Goal of the exercise: Below are records; work out how many of their lines contain the word "loose" and reply with the number only.

Dataset entries:
-------------------------
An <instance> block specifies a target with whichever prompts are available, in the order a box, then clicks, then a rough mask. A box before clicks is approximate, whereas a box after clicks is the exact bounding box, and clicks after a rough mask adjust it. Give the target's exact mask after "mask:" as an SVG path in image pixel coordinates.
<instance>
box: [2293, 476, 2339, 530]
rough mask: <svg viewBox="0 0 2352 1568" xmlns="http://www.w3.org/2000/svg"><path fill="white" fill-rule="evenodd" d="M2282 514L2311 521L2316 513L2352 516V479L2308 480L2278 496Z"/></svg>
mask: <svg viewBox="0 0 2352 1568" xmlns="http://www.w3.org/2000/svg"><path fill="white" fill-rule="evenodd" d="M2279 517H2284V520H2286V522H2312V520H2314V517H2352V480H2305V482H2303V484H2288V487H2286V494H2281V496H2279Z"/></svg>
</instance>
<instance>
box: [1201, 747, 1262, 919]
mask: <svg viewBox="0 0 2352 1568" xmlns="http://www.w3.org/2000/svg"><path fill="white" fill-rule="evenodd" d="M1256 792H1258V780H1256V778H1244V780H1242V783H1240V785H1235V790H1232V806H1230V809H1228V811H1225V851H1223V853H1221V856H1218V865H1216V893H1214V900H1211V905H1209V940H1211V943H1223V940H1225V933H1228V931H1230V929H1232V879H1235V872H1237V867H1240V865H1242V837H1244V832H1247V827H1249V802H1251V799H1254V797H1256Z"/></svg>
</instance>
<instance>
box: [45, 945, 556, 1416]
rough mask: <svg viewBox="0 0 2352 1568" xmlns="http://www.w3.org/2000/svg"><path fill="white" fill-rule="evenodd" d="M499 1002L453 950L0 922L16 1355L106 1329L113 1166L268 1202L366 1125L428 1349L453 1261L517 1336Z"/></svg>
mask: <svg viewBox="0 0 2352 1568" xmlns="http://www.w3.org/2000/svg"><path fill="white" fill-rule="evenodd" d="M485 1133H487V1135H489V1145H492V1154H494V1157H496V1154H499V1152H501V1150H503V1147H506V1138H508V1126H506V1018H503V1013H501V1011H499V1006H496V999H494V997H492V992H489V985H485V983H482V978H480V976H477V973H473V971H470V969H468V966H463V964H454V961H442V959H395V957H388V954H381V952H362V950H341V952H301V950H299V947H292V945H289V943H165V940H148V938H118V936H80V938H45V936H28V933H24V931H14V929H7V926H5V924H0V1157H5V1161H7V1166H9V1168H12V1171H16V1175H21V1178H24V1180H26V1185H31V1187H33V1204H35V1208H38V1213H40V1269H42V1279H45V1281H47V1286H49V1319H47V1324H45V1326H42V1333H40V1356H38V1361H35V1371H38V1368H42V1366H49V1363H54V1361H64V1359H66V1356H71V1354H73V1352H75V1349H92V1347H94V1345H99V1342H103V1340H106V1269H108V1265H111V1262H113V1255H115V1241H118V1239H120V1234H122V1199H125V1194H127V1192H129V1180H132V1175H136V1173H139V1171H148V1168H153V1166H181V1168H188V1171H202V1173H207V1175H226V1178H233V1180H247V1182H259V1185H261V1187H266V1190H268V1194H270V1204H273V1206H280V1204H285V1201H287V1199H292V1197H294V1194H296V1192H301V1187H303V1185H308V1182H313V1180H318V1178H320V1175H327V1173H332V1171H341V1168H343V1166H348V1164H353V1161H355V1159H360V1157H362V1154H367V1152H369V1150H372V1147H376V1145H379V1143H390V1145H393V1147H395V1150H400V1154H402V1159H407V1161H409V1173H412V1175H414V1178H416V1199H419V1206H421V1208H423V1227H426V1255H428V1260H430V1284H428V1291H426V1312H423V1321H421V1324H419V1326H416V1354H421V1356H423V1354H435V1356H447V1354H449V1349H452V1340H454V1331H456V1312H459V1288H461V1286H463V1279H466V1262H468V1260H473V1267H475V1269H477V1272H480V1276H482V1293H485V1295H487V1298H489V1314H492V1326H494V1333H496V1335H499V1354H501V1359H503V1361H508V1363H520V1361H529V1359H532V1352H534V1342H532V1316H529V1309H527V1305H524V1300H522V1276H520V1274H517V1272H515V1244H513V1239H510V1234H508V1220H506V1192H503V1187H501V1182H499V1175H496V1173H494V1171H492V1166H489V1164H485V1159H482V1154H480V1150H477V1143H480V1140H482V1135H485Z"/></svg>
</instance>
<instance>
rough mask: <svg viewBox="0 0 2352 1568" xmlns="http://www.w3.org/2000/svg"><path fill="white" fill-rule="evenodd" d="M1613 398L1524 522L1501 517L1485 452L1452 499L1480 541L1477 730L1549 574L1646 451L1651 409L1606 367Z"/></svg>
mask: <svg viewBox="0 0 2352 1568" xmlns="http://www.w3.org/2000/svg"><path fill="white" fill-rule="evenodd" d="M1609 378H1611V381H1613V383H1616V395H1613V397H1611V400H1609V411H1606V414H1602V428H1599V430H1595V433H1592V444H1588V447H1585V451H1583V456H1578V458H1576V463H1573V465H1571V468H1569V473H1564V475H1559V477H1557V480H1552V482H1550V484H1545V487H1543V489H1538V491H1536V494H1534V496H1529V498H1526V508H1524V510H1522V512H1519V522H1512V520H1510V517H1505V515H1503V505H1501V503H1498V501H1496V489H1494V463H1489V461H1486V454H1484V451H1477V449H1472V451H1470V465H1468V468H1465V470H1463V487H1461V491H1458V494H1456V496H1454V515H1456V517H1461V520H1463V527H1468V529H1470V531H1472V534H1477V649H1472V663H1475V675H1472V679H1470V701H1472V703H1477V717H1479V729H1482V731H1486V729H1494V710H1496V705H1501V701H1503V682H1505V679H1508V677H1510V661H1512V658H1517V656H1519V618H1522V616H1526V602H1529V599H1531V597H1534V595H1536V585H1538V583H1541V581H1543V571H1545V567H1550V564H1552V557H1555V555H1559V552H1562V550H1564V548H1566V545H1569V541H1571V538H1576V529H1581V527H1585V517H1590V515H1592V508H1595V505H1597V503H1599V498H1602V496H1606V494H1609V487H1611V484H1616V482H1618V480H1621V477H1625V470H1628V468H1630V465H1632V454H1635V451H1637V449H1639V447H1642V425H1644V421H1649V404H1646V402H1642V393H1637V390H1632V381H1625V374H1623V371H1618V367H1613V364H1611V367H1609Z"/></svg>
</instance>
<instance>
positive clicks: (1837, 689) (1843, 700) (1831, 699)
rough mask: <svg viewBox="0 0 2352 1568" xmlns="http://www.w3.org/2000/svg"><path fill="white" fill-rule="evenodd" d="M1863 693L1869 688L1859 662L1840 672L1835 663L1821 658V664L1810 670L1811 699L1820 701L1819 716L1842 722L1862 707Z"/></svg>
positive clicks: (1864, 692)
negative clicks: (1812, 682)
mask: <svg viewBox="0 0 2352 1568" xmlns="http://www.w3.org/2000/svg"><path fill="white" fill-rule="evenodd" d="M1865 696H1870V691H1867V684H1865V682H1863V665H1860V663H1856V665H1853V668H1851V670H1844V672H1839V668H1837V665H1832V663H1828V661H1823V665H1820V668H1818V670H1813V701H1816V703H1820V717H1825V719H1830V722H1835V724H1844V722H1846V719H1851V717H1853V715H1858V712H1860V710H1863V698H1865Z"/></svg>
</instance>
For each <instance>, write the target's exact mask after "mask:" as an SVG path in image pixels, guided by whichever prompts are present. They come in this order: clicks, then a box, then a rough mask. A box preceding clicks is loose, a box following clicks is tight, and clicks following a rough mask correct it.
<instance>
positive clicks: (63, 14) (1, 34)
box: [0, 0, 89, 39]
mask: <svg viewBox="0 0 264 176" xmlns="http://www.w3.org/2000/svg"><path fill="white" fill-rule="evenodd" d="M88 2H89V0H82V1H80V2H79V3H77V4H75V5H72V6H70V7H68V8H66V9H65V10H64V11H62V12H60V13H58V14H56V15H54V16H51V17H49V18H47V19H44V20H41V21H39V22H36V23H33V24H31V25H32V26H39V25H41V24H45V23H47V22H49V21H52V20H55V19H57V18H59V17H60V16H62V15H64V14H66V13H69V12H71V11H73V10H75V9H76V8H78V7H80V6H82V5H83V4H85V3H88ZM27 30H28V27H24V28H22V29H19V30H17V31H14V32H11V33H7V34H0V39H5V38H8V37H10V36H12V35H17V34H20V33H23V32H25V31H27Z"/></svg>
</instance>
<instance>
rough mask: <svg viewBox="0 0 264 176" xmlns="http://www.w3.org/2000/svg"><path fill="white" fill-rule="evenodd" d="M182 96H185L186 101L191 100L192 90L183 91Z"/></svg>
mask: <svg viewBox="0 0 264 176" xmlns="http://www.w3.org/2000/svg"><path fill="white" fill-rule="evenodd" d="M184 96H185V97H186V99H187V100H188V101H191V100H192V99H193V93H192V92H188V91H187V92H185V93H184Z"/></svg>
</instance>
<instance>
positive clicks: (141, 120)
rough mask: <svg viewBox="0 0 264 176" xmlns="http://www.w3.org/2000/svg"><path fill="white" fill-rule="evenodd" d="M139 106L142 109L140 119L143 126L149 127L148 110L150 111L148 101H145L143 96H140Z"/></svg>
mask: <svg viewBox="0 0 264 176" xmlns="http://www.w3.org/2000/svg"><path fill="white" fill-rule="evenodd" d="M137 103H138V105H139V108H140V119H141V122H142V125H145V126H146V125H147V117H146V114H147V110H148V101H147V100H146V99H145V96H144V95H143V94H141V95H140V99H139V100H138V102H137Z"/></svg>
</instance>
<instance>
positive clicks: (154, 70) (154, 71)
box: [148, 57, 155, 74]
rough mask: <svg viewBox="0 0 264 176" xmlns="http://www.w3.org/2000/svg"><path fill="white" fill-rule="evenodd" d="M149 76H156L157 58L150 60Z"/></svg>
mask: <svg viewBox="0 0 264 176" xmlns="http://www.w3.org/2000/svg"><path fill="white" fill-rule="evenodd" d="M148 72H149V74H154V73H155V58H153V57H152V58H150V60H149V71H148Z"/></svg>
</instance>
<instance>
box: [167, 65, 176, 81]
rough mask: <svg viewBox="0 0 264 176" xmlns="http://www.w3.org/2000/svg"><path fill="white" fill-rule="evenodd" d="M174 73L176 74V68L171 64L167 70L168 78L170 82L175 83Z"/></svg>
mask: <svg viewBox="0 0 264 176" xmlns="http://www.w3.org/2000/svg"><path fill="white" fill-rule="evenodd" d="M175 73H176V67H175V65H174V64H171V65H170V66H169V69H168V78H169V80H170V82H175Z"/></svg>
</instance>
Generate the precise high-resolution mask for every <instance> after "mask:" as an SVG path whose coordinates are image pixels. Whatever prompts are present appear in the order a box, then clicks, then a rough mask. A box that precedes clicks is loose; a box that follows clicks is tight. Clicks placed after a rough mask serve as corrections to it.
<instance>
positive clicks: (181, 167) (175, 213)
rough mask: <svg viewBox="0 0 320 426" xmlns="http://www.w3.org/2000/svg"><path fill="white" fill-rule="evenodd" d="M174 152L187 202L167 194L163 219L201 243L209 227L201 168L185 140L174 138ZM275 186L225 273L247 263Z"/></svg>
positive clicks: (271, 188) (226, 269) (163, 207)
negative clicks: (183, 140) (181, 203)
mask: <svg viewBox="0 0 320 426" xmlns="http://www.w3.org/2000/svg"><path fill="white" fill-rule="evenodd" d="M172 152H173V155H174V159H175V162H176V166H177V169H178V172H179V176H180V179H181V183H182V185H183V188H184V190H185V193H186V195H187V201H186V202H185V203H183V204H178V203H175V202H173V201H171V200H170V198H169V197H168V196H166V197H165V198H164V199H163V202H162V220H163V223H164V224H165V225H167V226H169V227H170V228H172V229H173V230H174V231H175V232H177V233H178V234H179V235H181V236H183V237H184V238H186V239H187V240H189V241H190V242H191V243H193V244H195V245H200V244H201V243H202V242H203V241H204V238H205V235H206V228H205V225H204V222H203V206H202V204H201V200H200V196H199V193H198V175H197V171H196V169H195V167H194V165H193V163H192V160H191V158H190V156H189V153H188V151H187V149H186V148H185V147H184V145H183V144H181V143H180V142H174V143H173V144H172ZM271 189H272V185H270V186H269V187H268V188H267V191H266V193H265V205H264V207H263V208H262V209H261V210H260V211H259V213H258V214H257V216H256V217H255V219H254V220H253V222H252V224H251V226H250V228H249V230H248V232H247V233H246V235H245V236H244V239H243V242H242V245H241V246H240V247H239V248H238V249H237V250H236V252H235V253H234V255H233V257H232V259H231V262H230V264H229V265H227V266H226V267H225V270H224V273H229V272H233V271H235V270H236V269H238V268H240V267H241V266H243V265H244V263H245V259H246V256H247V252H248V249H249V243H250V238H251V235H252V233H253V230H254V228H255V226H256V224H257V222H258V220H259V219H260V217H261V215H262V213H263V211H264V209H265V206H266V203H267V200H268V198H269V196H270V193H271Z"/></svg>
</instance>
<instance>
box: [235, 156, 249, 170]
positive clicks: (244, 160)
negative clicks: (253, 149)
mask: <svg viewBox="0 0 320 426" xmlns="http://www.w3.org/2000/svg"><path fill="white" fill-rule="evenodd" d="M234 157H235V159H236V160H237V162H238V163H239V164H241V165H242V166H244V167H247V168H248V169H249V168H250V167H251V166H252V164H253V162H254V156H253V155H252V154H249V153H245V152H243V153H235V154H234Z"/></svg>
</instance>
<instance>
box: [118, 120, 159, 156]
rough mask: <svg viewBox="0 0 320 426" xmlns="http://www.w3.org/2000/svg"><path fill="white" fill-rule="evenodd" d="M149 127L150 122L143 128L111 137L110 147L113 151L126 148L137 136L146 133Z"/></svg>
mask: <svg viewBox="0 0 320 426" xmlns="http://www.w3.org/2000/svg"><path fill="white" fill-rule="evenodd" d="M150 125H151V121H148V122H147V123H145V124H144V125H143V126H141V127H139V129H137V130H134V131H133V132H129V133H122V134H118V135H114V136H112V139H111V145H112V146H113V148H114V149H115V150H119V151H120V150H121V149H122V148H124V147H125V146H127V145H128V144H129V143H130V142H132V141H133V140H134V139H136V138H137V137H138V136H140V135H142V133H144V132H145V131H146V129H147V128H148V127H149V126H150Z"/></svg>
-------------------------
Answer for the task: 2